> _PROBLEM DETAILS_
From the data below, repeat exactly the lines from the line with "Query: shoulder" to the line with "Query: woman's right hand", both included.
*** SUPPLIED ENTRIES ***
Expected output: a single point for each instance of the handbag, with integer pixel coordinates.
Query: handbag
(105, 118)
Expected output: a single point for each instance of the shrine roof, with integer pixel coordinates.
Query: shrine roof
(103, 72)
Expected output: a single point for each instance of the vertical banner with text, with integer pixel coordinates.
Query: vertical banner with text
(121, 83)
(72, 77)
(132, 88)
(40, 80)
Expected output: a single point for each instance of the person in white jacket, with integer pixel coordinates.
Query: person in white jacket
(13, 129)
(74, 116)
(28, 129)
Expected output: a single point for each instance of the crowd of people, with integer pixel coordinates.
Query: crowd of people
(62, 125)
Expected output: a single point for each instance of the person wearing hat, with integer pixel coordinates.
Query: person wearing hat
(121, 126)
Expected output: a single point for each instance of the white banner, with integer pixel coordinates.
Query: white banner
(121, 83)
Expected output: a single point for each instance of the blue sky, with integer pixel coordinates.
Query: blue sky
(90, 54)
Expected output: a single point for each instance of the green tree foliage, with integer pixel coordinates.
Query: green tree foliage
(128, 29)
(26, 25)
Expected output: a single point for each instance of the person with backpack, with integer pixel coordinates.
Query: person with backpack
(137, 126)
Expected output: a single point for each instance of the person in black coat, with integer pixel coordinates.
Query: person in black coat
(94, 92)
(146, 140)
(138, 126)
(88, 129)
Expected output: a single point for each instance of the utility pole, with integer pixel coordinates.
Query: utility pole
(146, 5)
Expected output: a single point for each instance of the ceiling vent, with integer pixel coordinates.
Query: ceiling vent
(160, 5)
*** End of SUPPLIED ENTRIES ***
*** SUPPLIED ENTRIES ***
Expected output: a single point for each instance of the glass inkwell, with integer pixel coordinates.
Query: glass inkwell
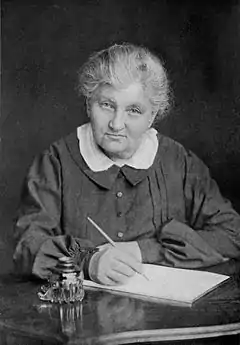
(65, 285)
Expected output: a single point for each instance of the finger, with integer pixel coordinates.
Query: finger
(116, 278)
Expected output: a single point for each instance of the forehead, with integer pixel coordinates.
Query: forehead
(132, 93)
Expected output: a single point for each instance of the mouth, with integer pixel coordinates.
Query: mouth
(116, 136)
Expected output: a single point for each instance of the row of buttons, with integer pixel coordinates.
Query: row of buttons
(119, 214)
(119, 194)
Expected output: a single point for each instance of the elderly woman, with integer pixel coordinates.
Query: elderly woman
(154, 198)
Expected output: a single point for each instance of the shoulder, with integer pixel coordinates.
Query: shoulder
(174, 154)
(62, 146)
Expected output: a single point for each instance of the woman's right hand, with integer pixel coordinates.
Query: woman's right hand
*** End of SUPPLIED ENTRIES ***
> _ANSWER_
Query: shoulder
(174, 154)
(62, 146)
Expected output: a single point for each instance of the woman's right hand, with integer pixel coordinates.
Query: woman's right hand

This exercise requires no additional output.